VAZIOS ASSISTENCIAIS
Em um estado do tamanho de um país como a Bahia, alcançar atendimento especializado em 417 municípios parece impossível. E a dificuldade também afeta o Sistema de Saúde Suplementar – que atua como um sistema paralelo ao SUS, oferecendo opções de assistência médica privada.
De acordo com um levantamento da Demografia Médica, acessado pelo Bahia Notícias, a Bahia tem hoje a razão de 2,07 médicos por 1.000 habitantes no estado – a média nacional é de 3,08 médicos por 1.000 habitantes. Os números baianos ainda indicam uma densidade de médicas inferior regionalmente: no Nordeste, a Bahia só fica acima do Maranhão. Ainda segundo o estudo, a distribuição de médicos nos municípios baianos é desigual e repete um padrão nacional, onde esses profissionais estão concentrados em centros urbanos. Em Salvador, por exemplo, há 16.934 médicos registrados, com uma razão de 6,59 médicos por 1.000 habitantes.
De acordo com o Mapeamento da Rede e dos Vazios Assistenciais na Saúde Suplementar, realizado pela Agência Nacional de Saúde Suplementar (ANS) e divulgado este ano, a Bahia tinha 31 Regiões de Saúde em 2011, mas esse número caiu para 28 em 2018 – quantidade que se manteve até 2023, último dado disponível no documento. O relatório aponta que, enquanto alguns especialistas estão à disposição em todas as regiões, como cirurgião-dentista ou clínico-geral, serviços de hemodiálise ou radioterapia não estão disponíveis nem em 10% dos municípios do estado.
Fonte: Mapeamento da Rede e dos Vazios Assistenciais na Saúde Suplementar, da ANS
Vejam dados que apontam a presença de assistências nos municípios da Bahia registrados no mapeamento divulgado pela ANS – os números consideram os Dados do Cadastro Nacional de Estabelecimentos de Saúde (CNES) referentes a outubro de 2023.
- CIRURGIÃO-DENTISTA: 216 municípios (52% das cidades) – 28 regiões (100% das regiões de saúde)
- CLÍNICO GERAL: 144 municípios (25%) – 28 regiões (100%)
- MÉDICO GINECOLOGISTA E OBSTETRA: 117 municípios (28%) – 28 regiões (100%)
- MÉDICO PEDIATRA: 93 municípios (22%) – 27 regiões (96%)
- ESTABELECIMENTOS PARA ATENDIMENTO DE URGÊNCIA: 90 municípios (22%) – 28 regiões (100%)
- ESTABELECIMENTOS COM INTERNAÇÃO: 76 municípios (18% das cidades) – 28 regiões (100% das regiões de saúde)
- CIRURGIÃO-GERAL: 67 municípios (16%) – 27 regiões (96%)
- SERVIÇO DE HEMODIÁLISE: 28 municípios (7%) – 23 regiões (82%)
- SERVIÇO DE QUIMIOTERAPIA: 14 municípios (3%) – 12 regiões (43%)

- Dados registrados:

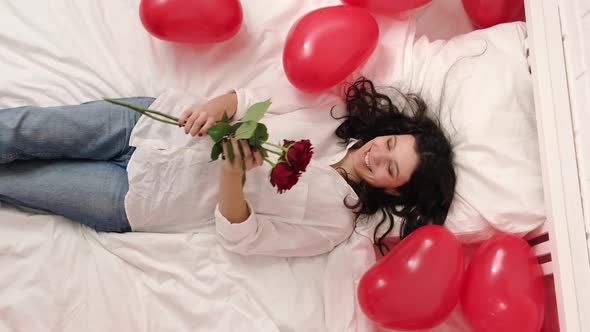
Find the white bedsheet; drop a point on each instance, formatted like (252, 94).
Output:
(59, 276)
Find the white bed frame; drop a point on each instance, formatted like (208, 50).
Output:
(548, 21)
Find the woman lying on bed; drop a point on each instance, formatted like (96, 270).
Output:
(103, 166)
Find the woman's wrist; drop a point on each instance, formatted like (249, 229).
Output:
(232, 202)
(228, 103)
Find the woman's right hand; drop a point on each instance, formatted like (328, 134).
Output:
(197, 120)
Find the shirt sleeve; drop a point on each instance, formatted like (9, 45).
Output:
(260, 235)
(283, 99)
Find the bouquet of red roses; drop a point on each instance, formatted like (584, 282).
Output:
(293, 156)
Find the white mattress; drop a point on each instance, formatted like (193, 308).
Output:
(59, 276)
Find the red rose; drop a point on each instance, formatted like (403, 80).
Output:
(284, 177)
(299, 154)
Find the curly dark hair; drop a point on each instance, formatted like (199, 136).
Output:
(426, 197)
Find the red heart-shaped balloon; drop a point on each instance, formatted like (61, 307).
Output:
(503, 288)
(388, 7)
(191, 21)
(486, 13)
(328, 44)
(417, 285)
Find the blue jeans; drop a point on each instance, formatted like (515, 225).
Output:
(69, 160)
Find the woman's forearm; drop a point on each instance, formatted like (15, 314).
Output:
(225, 103)
(232, 203)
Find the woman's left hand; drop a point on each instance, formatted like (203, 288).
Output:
(245, 158)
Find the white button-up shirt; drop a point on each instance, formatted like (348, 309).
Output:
(174, 185)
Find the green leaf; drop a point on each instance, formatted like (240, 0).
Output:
(218, 131)
(260, 135)
(230, 151)
(225, 118)
(216, 151)
(246, 130)
(235, 127)
(257, 111)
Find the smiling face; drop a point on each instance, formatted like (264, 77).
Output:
(386, 161)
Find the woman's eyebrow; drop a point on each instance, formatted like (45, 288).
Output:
(395, 161)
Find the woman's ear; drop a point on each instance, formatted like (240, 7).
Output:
(392, 191)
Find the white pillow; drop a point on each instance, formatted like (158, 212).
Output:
(487, 107)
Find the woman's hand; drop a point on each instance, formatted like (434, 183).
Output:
(245, 158)
(197, 120)
(232, 203)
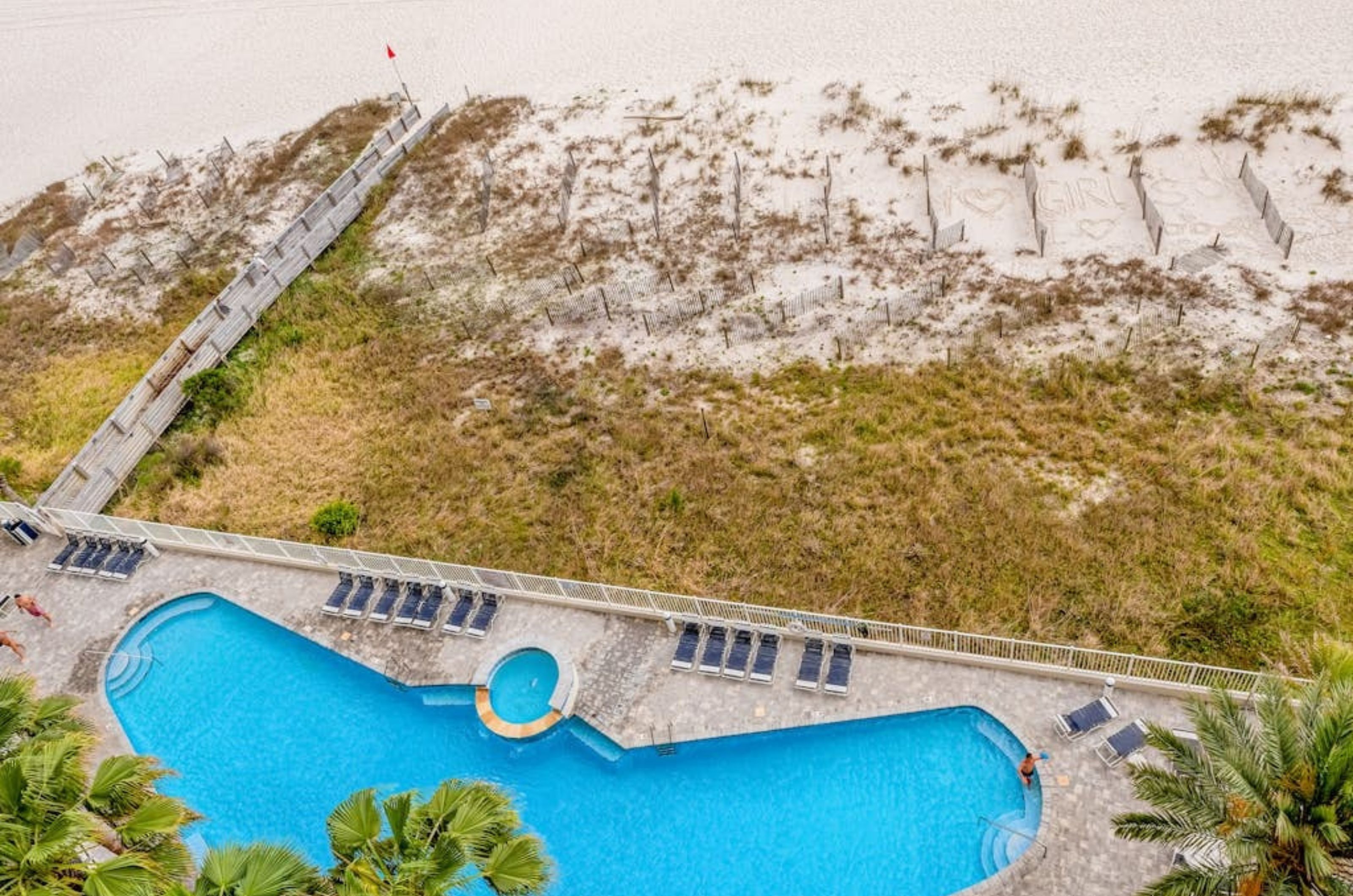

- Tarefas e exercícios:
**A.** Transcreva o trecho do texto sobre os vazios assistenciais de "- CLÍNICO GERAL: 144" até "23 regiões (82%)".
**B.** Responda com base no texto sobre os vazios assistenciais:
(i) Qual é a razão de médicos por 1.000 habitantes na Bahia?
(ii) Quantas Regiões de Saúde a Bahia tinha em 2011?
(iii) Em quantos municípios baianos há serviço de quimioterapia?
Os dados não têm relação com o texto sobre os vazios assistenciais.

- Gabarito:
**A.**
- CLÍNICO GERAL: 144 municípios (25%) – 28 regiões (100%)
- MÉDICO GINECOLOGISTA E OBSTETRA: 117 municípios (28%) – 28 regiões (100%)
- MÉDICO PEDIATRA: 93 municípios (22%) – 27 regiões (96%)
- ESTABELECIMENTOS PARA ATENDIMENTO DE URGÊNCIA: 90 municípios (22%) – 28 regiões (100%)
- ESTABELECIMENTOS COM INTERNAÇÃO: 76 municípios (18% das cidades) – 28 regiões (100% das regiões de saúde)
- CIRURGIÃO-GERAL: 67 municípios (16%) – 27 regiões (96%)
- SERVIÇO DE HEMODIÁLISE: 28 municípios (7%) – 23 regiões (82%)

**B.**
(i) 2,07 médicos por 1.000 habitantes.
(ii) 31 Regiões de Saúde.
(iii) Em 14 municípios.